### [Selection]
────────────────

Switching PWM to Another Pin

Sometimes your PWM pin is tied up doing SPI. You can still salvage the PWM timer itself, though.

Right now the spotlight is stolen by lovely chips like the ESP8266 and the BCM2835 (the chip powering the new Raspberry Pi Zero). However, personally, I still find myself spending a lot of time with the ATtiny44a. With 14 pins, it’s not as restrictive as the ATtiny85. Yet it’s still just a sliver of a chip. (And I confess to being a sucker for its numbering.)

My current project involves an RF circuit (the nRF24l01+) and an RGB LED. But the LED needed some of the same pins that the RF module needs. Can I use this chip?

The Rise and Fall of PWM

The LED is controlled using PWM — pulse-width modulation — a technique for creating an analog signal from code. PWM creates a wave — a rise and a fall.

PWM Wave

This involves a hardware timer — you toggle a few settings in the chip and it begins counting. When the timer crosses a certain threshold, it can cut the voltage. Change the threshold (the OCR) and you change the length of the wave. So, basically, if I set the OCR longer, I can get a higher voltage. If I set a lower OCR, I get a lower voltage.

I can have the PWM send voltage to the green pin on my RGB LED. And that pin can be either up at 3V (from the two AA batteries powering the ATtiny44a) or it can be down at zero — or PWM can do about anything in between.

My problem, though, was that the SPI pins — which I use to communicate with the RF chip — overlap my second set of PWM pins.

ATtiny24/44 Pinout

You see — pin 7 has multiple roles. It can be OC1A and it can also be DI. I’m already using its DI mode to communicate with the RF module. The OC1B pin is similarly tied up acting as DO.

────────────────

### [Entries provided]
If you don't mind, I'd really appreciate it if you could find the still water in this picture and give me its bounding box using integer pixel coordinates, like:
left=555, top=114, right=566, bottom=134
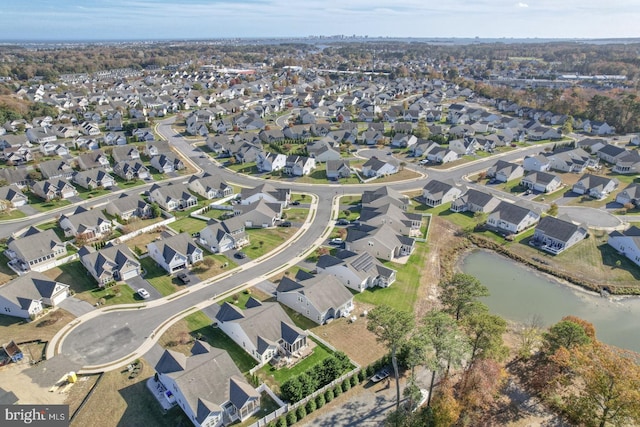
left=461, top=250, right=640, bottom=352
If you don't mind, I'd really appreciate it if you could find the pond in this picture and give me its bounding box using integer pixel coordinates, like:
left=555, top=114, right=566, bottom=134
left=461, top=250, right=640, bottom=352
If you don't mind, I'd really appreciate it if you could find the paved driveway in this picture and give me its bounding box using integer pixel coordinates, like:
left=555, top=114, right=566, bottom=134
left=58, top=297, right=95, bottom=317
left=126, top=276, right=162, bottom=301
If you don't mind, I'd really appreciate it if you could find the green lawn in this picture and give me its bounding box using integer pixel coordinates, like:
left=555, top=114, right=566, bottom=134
left=256, top=341, right=331, bottom=385
left=184, top=311, right=258, bottom=372
left=354, top=243, right=428, bottom=312
left=0, top=209, right=26, bottom=221
left=169, top=217, right=207, bottom=234
left=140, top=257, right=179, bottom=297
left=242, top=227, right=294, bottom=259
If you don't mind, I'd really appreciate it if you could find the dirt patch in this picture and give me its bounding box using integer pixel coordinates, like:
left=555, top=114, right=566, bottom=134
left=71, top=361, right=191, bottom=427
left=0, top=308, right=75, bottom=344
left=312, top=303, right=387, bottom=366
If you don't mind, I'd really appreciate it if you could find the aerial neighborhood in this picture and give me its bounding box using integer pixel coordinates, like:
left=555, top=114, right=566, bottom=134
left=0, top=40, right=640, bottom=427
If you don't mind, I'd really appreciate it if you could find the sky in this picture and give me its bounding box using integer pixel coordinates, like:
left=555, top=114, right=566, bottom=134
left=0, top=0, right=640, bottom=42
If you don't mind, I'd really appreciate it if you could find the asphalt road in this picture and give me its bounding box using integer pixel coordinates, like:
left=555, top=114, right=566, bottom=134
left=42, top=118, right=624, bottom=366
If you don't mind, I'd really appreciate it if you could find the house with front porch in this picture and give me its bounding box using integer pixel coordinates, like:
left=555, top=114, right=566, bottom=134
left=520, top=171, right=562, bottom=193
left=5, top=227, right=67, bottom=271
left=147, top=233, right=204, bottom=274
left=487, top=160, right=524, bottom=182
left=215, top=297, right=307, bottom=365
left=276, top=270, right=353, bottom=325
left=0, top=271, right=70, bottom=319
left=531, top=216, right=589, bottom=255
left=149, top=183, right=198, bottom=212
left=486, top=201, right=540, bottom=234
left=78, top=244, right=142, bottom=287
left=571, top=174, right=619, bottom=200
left=155, top=341, right=260, bottom=427
left=422, top=179, right=462, bottom=208
left=58, top=206, right=113, bottom=241
left=316, top=250, right=396, bottom=292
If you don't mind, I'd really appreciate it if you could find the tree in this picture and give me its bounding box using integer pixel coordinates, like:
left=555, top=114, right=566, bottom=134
left=544, top=319, right=591, bottom=354
left=464, top=311, right=508, bottom=368
left=367, top=305, right=414, bottom=409
left=440, top=273, right=489, bottom=321
left=554, top=341, right=640, bottom=427
left=421, top=311, right=469, bottom=407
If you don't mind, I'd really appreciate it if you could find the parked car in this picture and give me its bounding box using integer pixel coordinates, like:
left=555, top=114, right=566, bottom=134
left=371, top=368, right=391, bottom=383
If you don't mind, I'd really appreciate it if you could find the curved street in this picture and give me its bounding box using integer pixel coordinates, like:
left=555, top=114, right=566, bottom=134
left=31, top=118, right=624, bottom=372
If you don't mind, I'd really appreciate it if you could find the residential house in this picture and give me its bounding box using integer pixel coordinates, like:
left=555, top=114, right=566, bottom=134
left=326, top=160, right=351, bottom=180
left=0, top=184, right=29, bottom=211
left=111, top=145, right=140, bottom=163
left=155, top=341, right=260, bottom=427
left=105, top=194, right=153, bottom=222
left=520, top=171, right=562, bottom=193
left=149, top=183, right=198, bottom=212
left=199, top=221, right=249, bottom=253
left=240, top=183, right=291, bottom=208
left=450, top=188, right=500, bottom=213
left=316, top=250, right=396, bottom=292
left=187, top=172, right=233, bottom=200
left=547, top=148, right=598, bottom=173
left=345, top=224, right=415, bottom=261
left=31, top=178, right=78, bottom=201
left=38, top=160, right=74, bottom=179
left=147, top=233, right=203, bottom=274
left=522, top=154, right=551, bottom=172
left=282, top=155, right=316, bottom=176
left=113, top=160, right=151, bottom=181
left=531, top=216, right=588, bottom=255
left=151, top=153, right=185, bottom=173
left=571, top=174, right=619, bottom=200
left=276, top=272, right=353, bottom=325
left=362, top=157, right=398, bottom=178
left=78, top=244, right=142, bottom=287
left=487, top=201, right=540, bottom=234
left=58, top=206, right=113, bottom=241
left=596, top=144, right=628, bottom=164
left=487, top=160, right=524, bottom=182
left=256, top=152, right=287, bottom=172
left=422, top=179, right=463, bottom=208
left=5, top=227, right=67, bottom=271
left=612, top=150, right=640, bottom=174
left=215, top=297, right=307, bottom=365
left=608, top=225, right=640, bottom=268
left=0, top=271, right=70, bottom=319
left=233, top=199, right=282, bottom=228
left=616, top=182, right=640, bottom=206
left=144, top=141, right=171, bottom=157
left=72, top=168, right=116, bottom=190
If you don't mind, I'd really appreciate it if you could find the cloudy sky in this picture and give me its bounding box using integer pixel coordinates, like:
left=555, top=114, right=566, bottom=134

────────────────

### [Goal]
Rewrite the piece on switching PWM to another pin, starting with "I can have the" and going on through "of PWM pins.", with "green" swapped for "blue".

### [Worked answer]
I can have the PWM send voltage to the blue pin on my RGB LED. And that pin can be either up at 3V (from the two AA batteries powering the ATtiny44a) or it can be down at zero — or PWM can do about anything in between.

My problem, though, was that the SPI pins — which I use to communicate with the RF chip — overlap my second set of PWM pins.